## begin Given data
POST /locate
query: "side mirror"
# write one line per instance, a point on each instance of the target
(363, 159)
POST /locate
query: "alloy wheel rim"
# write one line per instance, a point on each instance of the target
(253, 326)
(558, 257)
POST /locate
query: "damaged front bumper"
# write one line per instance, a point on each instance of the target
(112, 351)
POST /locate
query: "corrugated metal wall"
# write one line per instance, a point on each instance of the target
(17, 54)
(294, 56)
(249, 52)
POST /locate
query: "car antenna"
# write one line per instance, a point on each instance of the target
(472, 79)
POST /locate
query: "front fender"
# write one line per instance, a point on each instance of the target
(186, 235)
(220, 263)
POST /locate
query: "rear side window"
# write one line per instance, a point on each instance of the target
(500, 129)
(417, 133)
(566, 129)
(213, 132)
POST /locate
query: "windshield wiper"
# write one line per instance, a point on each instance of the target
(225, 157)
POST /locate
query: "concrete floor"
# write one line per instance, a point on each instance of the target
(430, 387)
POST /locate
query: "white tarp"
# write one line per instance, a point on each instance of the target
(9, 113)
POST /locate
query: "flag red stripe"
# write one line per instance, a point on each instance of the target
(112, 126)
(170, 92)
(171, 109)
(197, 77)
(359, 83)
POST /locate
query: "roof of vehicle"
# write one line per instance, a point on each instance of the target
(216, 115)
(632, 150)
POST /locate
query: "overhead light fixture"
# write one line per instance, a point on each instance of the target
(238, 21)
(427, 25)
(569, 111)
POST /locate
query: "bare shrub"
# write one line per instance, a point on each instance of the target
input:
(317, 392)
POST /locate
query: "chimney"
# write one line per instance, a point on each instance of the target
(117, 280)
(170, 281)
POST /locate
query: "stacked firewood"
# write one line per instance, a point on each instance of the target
## end Given data
◆ Goal: How many lines in the material above contain the string "side"? Reply with the number alone.

◆ Solution to this exercise: 2